• TASK INSTRUCTIONS: Give a verbatim quotation of every record.

• ENTRIES SUPPLIED:
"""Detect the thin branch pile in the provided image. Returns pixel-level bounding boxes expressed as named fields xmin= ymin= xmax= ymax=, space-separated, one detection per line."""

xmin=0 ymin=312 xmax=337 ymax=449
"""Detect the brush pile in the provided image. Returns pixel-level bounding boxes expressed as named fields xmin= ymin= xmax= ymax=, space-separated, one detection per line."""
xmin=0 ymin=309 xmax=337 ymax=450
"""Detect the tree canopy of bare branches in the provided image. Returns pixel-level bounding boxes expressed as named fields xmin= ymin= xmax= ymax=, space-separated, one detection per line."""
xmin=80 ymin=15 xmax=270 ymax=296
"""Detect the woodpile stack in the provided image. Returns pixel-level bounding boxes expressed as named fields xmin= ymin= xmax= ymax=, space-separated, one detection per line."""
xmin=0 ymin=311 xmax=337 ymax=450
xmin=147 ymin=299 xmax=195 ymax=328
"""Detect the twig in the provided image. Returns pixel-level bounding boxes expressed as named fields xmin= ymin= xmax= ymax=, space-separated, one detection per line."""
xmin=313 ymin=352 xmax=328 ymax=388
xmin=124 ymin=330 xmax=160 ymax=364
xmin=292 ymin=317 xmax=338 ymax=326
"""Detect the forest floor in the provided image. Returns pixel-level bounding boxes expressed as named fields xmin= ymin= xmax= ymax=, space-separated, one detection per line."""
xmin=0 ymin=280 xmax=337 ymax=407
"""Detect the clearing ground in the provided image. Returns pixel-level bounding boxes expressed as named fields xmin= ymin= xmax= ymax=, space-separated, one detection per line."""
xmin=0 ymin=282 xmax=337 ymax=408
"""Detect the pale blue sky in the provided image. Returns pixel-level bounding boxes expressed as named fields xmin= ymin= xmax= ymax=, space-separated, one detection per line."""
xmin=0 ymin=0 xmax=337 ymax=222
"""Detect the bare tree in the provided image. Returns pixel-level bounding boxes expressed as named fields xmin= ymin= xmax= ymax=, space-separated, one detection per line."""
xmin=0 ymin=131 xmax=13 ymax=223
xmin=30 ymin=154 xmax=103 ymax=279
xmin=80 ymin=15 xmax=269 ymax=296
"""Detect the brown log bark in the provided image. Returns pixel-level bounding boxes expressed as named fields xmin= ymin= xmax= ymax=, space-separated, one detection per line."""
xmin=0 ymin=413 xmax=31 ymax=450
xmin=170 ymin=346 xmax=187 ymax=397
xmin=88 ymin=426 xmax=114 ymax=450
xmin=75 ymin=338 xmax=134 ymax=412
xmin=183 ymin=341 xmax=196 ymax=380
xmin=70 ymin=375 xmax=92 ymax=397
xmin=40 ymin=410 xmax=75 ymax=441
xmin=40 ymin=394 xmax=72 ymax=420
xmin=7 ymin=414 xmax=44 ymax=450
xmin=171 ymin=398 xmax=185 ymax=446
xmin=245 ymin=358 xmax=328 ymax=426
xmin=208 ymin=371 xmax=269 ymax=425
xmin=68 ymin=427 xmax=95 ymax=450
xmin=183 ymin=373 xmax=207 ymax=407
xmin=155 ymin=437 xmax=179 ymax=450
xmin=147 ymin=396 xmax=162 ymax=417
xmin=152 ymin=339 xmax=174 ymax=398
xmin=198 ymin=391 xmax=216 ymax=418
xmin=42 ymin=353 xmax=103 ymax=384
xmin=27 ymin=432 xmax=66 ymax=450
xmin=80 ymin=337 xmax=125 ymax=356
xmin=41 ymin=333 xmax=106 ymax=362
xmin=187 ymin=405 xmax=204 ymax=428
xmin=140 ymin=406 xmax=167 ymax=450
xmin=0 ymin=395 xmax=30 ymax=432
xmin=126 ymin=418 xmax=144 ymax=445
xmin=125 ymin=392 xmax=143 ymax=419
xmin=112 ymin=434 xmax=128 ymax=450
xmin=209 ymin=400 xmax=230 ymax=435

• RESPONSE TO THIS TASK:
"""Detect the thin branch pile in the provided image. Returns pixel-level bounding boxes expressed as named fields xmin= ymin= xmax= ymax=, space-separated, one detection per line."""

xmin=0 ymin=312 xmax=337 ymax=449
"""Detect the brush pile in the provided image. Returns pixel-level bounding boxes expressed as named fields xmin= ymin= xmax= ymax=, space-separated, one detection per line."""
xmin=0 ymin=309 xmax=337 ymax=450
"""Detect the tree canopy of bare branches in the provided image. Returns pixel-level bounding boxes expressed as named fields xmin= ymin= xmax= ymax=, space-separated, one detection per line."""
xmin=80 ymin=15 xmax=270 ymax=296
"""Detect the woodpile stack in the provided image. Returns pixel-level bounding boxes expressed as named fields xmin= ymin= xmax= ymax=, space-separated, one detection per line."""
xmin=0 ymin=311 xmax=337 ymax=450
xmin=147 ymin=299 xmax=195 ymax=328
"""Detect the twig in the provided image. Returns pixel-level bounding boxes expressed as named fields xmin= ymin= xmax= ymax=, space-separated, one detection per line."""
xmin=313 ymin=352 xmax=328 ymax=388
xmin=124 ymin=330 xmax=160 ymax=364
xmin=292 ymin=317 xmax=338 ymax=326
"""Detect the forest floor in the provided image. Returns pixel-level bounding boxes expressed as named fields xmin= ymin= xmax= ymax=, space-separated, one detection per line."""
xmin=0 ymin=280 xmax=337 ymax=407
"""Detect the clearing ground in the provided image. Returns pixel-level bounding boxes expressed as named fields xmin= ymin= xmax= ymax=, space-separated, one detection per line."""
xmin=0 ymin=282 xmax=337 ymax=408
"""Detect the pale blue sky in the provided image. Returns pixel-level bounding boxes expressed as named fields xmin= ymin= xmax= ymax=, space-separated, one detection per line."""
xmin=0 ymin=0 xmax=337 ymax=222
"""Detect the bare tree in the provided image. Returns pixel-level bounding boxes expressed as named fields xmin= ymin= xmax= ymax=, space-separated, one detection per line."""
xmin=0 ymin=131 xmax=13 ymax=223
xmin=30 ymin=154 xmax=103 ymax=279
xmin=80 ymin=15 xmax=269 ymax=296
"""Detect the brown log bark in the provided image. Returns pixel-level bounding boxes expressed as named fields xmin= ymin= xmax= ymax=, space-separated, one detection per line."""
xmin=0 ymin=413 xmax=31 ymax=450
xmin=170 ymin=346 xmax=187 ymax=397
xmin=88 ymin=426 xmax=114 ymax=450
xmin=75 ymin=338 xmax=134 ymax=412
xmin=183 ymin=341 xmax=196 ymax=380
xmin=70 ymin=375 xmax=92 ymax=397
xmin=40 ymin=410 xmax=75 ymax=441
xmin=40 ymin=394 xmax=72 ymax=420
xmin=7 ymin=414 xmax=44 ymax=450
xmin=171 ymin=398 xmax=185 ymax=446
xmin=245 ymin=358 xmax=328 ymax=426
xmin=208 ymin=371 xmax=269 ymax=425
xmin=68 ymin=427 xmax=95 ymax=450
xmin=183 ymin=373 xmax=207 ymax=407
xmin=155 ymin=437 xmax=179 ymax=450
xmin=147 ymin=396 xmax=162 ymax=417
xmin=152 ymin=339 xmax=174 ymax=398
xmin=198 ymin=391 xmax=216 ymax=418
xmin=42 ymin=353 xmax=103 ymax=384
xmin=27 ymin=432 xmax=66 ymax=450
xmin=80 ymin=337 xmax=125 ymax=356
xmin=41 ymin=333 xmax=106 ymax=362
xmin=187 ymin=405 xmax=204 ymax=428
xmin=140 ymin=406 xmax=167 ymax=450
xmin=0 ymin=395 xmax=30 ymax=432
xmin=126 ymin=418 xmax=144 ymax=445
xmin=125 ymin=392 xmax=143 ymax=419
xmin=112 ymin=434 xmax=128 ymax=450
xmin=209 ymin=400 xmax=230 ymax=435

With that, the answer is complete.